◆ **Exercise details**:
Only a verbatim restatement of the lines from the one with "Task: indicate one point on every instance of the artificial" through the end of the listing below is wanted. Pictures should be left out.

◆ **Available data**:
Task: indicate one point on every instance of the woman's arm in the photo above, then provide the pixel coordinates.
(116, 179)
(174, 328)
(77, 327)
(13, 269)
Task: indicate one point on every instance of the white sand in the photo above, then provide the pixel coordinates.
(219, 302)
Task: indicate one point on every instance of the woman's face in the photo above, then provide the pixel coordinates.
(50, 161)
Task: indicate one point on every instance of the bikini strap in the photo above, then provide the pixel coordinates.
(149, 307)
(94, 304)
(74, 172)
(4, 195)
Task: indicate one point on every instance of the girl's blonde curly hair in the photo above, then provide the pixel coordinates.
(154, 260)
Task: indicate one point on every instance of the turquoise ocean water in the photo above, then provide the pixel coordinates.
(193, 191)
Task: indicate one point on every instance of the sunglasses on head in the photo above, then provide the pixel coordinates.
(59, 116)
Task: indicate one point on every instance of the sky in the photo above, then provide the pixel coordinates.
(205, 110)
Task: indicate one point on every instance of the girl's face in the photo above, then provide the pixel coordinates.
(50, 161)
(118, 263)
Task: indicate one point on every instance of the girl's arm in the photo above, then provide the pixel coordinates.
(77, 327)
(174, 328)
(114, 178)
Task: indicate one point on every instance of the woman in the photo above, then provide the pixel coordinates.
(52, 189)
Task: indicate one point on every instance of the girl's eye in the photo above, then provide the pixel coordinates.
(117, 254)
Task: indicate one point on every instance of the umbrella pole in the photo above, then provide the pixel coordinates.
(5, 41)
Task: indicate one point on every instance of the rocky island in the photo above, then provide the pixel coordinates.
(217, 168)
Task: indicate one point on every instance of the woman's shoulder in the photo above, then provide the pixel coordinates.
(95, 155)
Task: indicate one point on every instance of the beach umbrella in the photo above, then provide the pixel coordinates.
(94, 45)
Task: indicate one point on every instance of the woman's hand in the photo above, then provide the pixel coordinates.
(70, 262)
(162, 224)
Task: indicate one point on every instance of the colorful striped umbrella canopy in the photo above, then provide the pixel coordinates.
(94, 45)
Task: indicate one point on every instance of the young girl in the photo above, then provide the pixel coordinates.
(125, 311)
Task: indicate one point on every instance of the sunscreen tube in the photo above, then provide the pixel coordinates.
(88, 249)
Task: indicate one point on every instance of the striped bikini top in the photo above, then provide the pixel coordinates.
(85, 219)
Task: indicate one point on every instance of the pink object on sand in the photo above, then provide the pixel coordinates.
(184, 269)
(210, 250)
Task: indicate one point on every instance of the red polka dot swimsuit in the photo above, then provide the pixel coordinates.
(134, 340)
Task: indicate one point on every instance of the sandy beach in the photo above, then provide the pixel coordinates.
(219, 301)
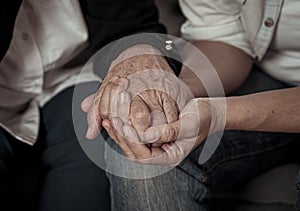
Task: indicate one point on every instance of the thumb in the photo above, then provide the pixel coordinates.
(163, 133)
(185, 128)
(87, 103)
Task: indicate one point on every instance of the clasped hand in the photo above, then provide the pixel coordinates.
(149, 113)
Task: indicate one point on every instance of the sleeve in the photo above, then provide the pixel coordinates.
(218, 20)
(8, 14)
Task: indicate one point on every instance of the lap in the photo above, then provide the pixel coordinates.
(239, 157)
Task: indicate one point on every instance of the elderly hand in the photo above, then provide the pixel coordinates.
(133, 60)
(173, 141)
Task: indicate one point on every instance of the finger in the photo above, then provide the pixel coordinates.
(124, 101)
(140, 150)
(139, 116)
(170, 108)
(158, 118)
(109, 100)
(87, 103)
(104, 101)
(185, 128)
(115, 132)
(94, 123)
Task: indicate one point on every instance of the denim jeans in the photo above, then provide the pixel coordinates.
(240, 156)
(55, 173)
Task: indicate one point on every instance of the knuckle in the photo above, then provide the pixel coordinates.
(140, 113)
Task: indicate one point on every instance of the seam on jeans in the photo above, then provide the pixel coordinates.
(249, 154)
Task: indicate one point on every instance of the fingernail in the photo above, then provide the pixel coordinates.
(88, 133)
(122, 97)
(126, 131)
(151, 135)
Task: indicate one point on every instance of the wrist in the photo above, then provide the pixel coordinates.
(214, 112)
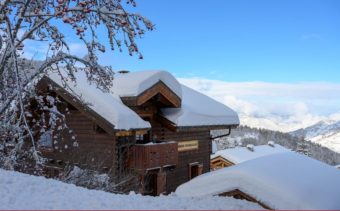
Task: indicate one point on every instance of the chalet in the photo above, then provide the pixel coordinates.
(233, 156)
(149, 127)
(283, 181)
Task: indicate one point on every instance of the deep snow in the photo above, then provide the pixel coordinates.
(22, 191)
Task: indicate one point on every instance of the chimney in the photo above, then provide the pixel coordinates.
(250, 147)
(123, 71)
(271, 143)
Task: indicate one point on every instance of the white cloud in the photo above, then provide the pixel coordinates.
(277, 106)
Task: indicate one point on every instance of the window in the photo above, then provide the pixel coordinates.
(139, 137)
(98, 129)
(195, 169)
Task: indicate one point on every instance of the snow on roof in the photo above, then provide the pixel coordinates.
(242, 154)
(281, 181)
(132, 84)
(200, 110)
(108, 105)
(26, 192)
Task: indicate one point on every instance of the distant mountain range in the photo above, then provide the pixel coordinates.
(244, 135)
(325, 133)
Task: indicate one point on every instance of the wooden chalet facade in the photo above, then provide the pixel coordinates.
(155, 151)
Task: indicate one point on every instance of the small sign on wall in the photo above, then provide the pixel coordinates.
(187, 145)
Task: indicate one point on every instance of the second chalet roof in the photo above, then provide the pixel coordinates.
(281, 181)
(107, 105)
(242, 154)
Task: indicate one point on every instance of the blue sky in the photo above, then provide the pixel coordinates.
(240, 40)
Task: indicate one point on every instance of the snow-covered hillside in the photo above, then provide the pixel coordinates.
(244, 135)
(21, 191)
(326, 133)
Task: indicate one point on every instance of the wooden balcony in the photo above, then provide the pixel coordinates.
(154, 155)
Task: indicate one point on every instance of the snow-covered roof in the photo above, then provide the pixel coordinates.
(242, 154)
(133, 84)
(200, 110)
(108, 105)
(196, 110)
(281, 181)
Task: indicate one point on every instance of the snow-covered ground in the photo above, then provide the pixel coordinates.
(326, 133)
(22, 191)
(283, 181)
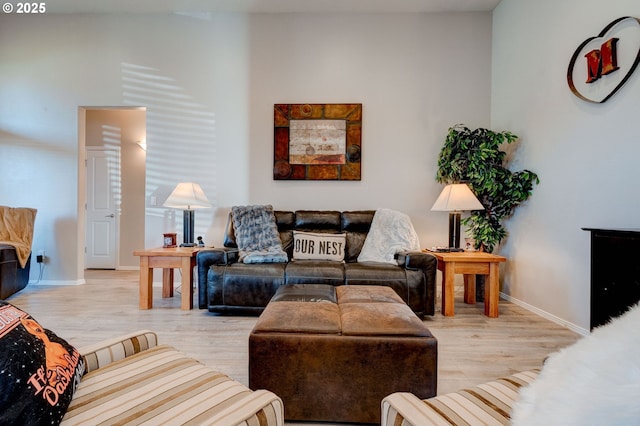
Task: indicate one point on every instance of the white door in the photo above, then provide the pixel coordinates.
(103, 175)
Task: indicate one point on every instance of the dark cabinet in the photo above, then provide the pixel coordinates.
(615, 272)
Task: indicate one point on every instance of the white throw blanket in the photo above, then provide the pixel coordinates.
(391, 232)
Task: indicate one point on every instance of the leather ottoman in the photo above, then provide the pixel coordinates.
(333, 353)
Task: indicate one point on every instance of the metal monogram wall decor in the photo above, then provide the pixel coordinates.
(602, 64)
(317, 141)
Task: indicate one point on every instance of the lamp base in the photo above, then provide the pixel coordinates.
(454, 229)
(188, 221)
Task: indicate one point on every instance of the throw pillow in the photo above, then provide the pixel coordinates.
(595, 381)
(257, 235)
(39, 371)
(318, 246)
(391, 232)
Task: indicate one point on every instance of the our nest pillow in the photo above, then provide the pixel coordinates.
(39, 371)
(318, 246)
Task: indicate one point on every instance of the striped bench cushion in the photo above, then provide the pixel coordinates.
(106, 352)
(487, 404)
(161, 385)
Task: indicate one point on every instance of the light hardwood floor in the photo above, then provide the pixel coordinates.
(471, 347)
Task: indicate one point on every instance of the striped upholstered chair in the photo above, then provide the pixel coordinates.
(486, 404)
(133, 380)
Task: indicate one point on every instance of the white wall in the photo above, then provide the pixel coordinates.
(209, 86)
(585, 154)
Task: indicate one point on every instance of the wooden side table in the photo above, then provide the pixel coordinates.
(167, 259)
(470, 264)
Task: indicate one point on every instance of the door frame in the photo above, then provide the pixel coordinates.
(117, 202)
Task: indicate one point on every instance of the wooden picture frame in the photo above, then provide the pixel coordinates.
(170, 240)
(317, 141)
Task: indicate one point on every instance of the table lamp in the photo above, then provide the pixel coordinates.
(187, 196)
(454, 198)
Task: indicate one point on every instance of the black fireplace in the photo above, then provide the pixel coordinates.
(615, 272)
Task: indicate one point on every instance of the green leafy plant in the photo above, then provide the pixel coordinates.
(474, 157)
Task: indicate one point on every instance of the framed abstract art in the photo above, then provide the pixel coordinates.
(317, 141)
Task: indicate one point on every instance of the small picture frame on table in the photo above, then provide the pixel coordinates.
(170, 240)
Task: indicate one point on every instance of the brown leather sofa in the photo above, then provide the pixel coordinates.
(13, 278)
(228, 286)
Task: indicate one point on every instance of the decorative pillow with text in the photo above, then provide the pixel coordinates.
(318, 246)
(39, 371)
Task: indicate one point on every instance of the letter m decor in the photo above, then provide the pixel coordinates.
(603, 61)
(617, 47)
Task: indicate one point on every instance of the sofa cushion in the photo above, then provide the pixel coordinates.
(356, 225)
(39, 371)
(315, 271)
(162, 385)
(317, 220)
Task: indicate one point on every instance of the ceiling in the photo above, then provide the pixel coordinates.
(269, 6)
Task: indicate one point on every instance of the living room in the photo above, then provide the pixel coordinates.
(207, 83)
(416, 74)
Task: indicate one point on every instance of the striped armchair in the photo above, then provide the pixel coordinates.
(486, 404)
(133, 380)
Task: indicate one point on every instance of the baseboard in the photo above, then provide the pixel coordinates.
(128, 268)
(546, 315)
(58, 282)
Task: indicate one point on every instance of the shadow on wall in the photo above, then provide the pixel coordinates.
(181, 145)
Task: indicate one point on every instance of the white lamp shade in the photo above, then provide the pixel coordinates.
(456, 197)
(187, 195)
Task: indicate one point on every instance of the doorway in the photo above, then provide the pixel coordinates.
(112, 181)
(103, 175)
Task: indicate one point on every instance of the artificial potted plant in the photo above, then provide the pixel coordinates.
(474, 157)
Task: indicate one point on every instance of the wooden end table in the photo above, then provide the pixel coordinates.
(470, 263)
(167, 259)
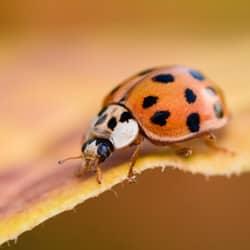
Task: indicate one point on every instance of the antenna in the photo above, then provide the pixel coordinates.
(69, 158)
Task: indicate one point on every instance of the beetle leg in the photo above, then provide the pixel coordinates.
(182, 151)
(131, 175)
(99, 175)
(210, 140)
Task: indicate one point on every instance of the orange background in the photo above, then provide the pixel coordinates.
(54, 54)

◆ **Answer box**:
Task: indicate one point on every instance of the artificial potted plant in the photo above, then provide the pixel coordinates.
(474, 157)
Task: indicate one point on every instance of the wooden end table in the photo above, then provide the pixel coordinates.
(470, 263)
(167, 259)
Task: indicate one point on every instance of the antenna in the photo above, then provide the pixel coordinates.
(69, 158)
Task: indicate one point on every instance of the beetle leg in the photo above, then provide the pixel coordinates.
(182, 151)
(131, 175)
(99, 175)
(210, 140)
Task: indicate one point on every instance of the orange background in the photo above, then provide the pixel coordinates.
(54, 54)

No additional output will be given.